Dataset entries
-*-

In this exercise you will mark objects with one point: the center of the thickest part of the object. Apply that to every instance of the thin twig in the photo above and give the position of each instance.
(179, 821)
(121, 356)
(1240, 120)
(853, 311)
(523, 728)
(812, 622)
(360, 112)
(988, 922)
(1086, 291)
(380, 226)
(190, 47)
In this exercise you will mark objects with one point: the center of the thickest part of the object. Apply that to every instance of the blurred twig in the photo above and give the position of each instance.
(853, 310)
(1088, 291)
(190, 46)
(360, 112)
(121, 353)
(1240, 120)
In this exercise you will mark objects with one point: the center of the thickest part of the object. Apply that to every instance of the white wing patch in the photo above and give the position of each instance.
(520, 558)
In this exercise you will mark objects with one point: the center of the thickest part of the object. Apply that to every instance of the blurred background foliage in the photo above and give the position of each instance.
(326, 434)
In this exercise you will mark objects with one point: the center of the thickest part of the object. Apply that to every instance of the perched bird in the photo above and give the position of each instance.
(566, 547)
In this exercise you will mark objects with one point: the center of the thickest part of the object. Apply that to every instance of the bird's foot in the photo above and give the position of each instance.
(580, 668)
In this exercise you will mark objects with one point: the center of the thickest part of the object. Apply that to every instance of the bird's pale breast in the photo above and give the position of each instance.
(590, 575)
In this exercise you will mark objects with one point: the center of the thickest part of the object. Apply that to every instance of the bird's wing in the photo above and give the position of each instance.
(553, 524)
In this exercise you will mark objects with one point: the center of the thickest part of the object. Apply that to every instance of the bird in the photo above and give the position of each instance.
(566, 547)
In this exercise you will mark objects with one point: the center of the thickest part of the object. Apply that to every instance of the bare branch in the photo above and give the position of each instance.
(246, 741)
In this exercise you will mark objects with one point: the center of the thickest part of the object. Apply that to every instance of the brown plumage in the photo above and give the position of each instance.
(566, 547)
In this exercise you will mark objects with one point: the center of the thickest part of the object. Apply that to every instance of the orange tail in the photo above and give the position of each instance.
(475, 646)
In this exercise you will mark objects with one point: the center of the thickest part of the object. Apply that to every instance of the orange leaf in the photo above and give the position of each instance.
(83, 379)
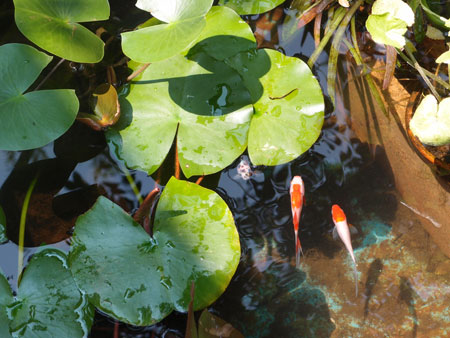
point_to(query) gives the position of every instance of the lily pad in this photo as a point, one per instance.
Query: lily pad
(203, 98)
(431, 121)
(106, 108)
(185, 21)
(140, 279)
(289, 114)
(6, 298)
(36, 118)
(389, 21)
(244, 7)
(48, 303)
(53, 26)
(3, 237)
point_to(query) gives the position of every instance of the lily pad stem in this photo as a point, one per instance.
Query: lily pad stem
(138, 71)
(422, 74)
(146, 205)
(177, 164)
(50, 74)
(23, 217)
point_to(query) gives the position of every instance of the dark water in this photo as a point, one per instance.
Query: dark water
(403, 278)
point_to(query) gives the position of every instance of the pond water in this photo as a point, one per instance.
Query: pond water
(403, 278)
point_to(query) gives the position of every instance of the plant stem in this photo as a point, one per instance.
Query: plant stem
(334, 50)
(49, 74)
(23, 217)
(138, 71)
(132, 184)
(177, 163)
(146, 205)
(422, 73)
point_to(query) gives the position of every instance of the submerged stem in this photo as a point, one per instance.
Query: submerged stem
(23, 217)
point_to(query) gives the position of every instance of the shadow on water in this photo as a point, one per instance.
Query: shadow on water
(375, 269)
(407, 296)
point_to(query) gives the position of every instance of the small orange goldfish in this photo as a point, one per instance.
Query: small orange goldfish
(342, 230)
(297, 192)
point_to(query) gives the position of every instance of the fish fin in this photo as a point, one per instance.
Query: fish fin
(298, 251)
(352, 229)
(355, 272)
(335, 234)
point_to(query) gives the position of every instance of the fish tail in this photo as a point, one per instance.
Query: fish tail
(355, 272)
(298, 250)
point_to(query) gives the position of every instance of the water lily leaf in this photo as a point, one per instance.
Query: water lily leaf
(204, 98)
(48, 303)
(185, 21)
(3, 237)
(244, 7)
(289, 114)
(194, 240)
(431, 121)
(389, 21)
(36, 118)
(387, 30)
(53, 26)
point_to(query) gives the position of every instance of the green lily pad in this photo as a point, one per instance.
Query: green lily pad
(389, 21)
(53, 26)
(6, 298)
(140, 279)
(204, 98)
(244, 7)
(289, 114)
(431, 121)
(3, 237)
(157, 42)
(36, 118)
(48, 303)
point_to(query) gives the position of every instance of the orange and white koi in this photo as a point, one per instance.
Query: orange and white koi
(342, 230)
(297, 192)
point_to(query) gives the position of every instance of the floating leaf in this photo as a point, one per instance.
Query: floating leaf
(106, 108)
(36, 118)
(140, 279)
(48, 303)
(185, 21)
(431, 121)
(444, 57)
(52, 25)
(244, 7)
(389, 21)
(289, 115)
(3, 237)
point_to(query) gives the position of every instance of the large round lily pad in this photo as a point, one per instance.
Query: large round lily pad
(53, 26)
(244, 7)
(184, 21)
(36, 118)
(48, 303)
(140, 279)
(289, 114)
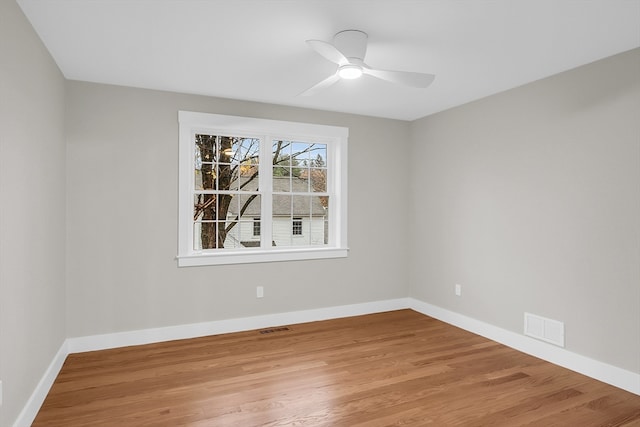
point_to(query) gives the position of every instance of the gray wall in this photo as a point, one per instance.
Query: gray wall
(32, 210)
(530, 200)
(122, 218)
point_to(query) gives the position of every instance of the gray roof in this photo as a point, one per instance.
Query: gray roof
(302, 205)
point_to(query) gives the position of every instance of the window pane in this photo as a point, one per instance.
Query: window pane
(205, 235)
(281, 220)
(204, 207)
(299, 157)
(281, 183)
(318, 180)
(318, 156)
(319, 227)
(240, 235)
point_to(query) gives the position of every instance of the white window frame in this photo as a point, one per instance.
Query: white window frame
(191, 123)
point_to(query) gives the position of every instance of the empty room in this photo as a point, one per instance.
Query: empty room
(319, 213)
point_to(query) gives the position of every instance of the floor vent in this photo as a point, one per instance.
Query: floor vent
(272, 330)
(551, 331)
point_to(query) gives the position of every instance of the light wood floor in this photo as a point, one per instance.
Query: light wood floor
(396, 368)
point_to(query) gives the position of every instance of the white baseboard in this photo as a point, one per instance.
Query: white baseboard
(615, 376)
(601, 371)
(30, 410)
(146, 336)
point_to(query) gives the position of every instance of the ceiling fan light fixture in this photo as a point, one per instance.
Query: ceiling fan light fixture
(350, 71)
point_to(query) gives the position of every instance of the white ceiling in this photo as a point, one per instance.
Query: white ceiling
(255, 49)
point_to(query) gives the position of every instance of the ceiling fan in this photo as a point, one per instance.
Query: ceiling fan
(347, 51)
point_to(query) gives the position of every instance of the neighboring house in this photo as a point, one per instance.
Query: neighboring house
(298, 220)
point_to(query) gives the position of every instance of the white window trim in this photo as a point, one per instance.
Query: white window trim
(336, 139)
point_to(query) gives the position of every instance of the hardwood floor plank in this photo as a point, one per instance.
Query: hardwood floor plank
(386, 369)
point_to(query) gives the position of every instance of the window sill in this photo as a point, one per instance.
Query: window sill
(256, 256)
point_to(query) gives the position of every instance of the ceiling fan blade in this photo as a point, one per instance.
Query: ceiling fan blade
(322, 85)
(420, 80)
(328, 50)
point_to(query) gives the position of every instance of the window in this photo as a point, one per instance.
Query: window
(296, 228)
(255, 190)
(256, 227)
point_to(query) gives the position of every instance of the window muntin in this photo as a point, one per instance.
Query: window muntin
(253, 176)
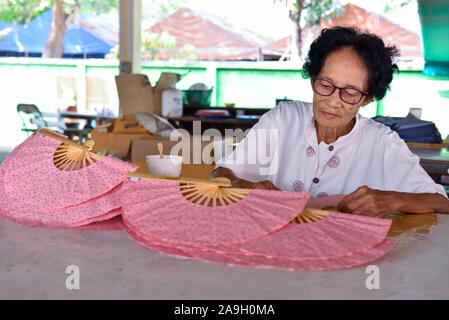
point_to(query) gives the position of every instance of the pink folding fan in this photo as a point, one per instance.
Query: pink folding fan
(233, 255)
(199, 212)
(169, 217)
(51, 181)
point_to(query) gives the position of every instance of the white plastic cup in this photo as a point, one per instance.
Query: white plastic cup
(223, 148)
(166, 166)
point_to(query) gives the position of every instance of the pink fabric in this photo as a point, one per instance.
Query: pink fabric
(324, 202)
(339, 241)
(159, 208)
(232, 255)
(31, 178)
(113, 224)
(93, 210)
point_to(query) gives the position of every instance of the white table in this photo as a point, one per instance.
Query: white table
(33, 263)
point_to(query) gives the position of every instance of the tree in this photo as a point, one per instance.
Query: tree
(64, 12)
(305, 13)
(155, 10)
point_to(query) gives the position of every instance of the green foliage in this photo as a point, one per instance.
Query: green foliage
(22, 11)
(391, 5)
(310, 12)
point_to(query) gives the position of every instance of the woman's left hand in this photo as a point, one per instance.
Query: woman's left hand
(369, 202)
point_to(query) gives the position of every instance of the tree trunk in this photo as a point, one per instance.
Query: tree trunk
(54, 47)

-*-

Instructions to follow — Among the records above, a stretch begins at the line containing "Query: submerged stem" and ends at the line containing "of the small". Restate that stretch word for word, and nothing else.

Response —
Query: submerged stem
(23, 217)
point_to(query) gives the position of every instance of the shadow on water in this photo as a point, one per instance.
Query: shadow on water
(375, 269)
(407, 296)
point_to(query) gives the position of every instance of the small orange goldfish in this photo as a point, one per instance.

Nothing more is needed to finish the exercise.